## TASK DESCRIPTION
Find the line in the material below that contains "Does the above image contain any guardrail", then give it again, with all later lines, exactly as shown.

## DATASET CONTENT
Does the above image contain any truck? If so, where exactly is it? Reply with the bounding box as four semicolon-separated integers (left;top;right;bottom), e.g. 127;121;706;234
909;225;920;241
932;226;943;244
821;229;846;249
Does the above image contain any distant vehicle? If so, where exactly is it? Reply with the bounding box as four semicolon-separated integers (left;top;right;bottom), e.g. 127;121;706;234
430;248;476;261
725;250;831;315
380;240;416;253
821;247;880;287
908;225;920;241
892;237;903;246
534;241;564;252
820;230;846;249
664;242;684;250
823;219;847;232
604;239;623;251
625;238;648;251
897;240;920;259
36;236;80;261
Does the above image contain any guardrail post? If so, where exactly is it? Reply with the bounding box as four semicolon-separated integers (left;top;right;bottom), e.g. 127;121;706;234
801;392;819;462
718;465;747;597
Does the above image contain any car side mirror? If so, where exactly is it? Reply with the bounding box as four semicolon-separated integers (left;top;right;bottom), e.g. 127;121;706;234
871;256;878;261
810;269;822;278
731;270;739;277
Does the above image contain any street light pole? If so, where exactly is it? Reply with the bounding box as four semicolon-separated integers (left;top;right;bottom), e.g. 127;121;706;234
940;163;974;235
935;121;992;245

## EXERCISE OUTPUT
Does the above image contain any guardrail post? If so, where exactly is it? Reply with the bounding box as four semicolon-separated integers (left;top;right;bottom), e.g. 127;121;706;234
801;392;819;462
718;465;747;597
Does the above image contain any car side mirror? If so, where exactly is it? Reply with the bounding box as four semicolon-separated integers (left;top;right;bottom), e.g. 127;121;706;234
871;256;878;261
810;269;822;278
731;270;739;277
Does the above image contain any street light pole? If so, where exactly is it? Reply with the bounding box as four semicolon-separated integers (left;top;right;bottom), e.g. 127;121;706;234
940;163;974;235
935;121;992;245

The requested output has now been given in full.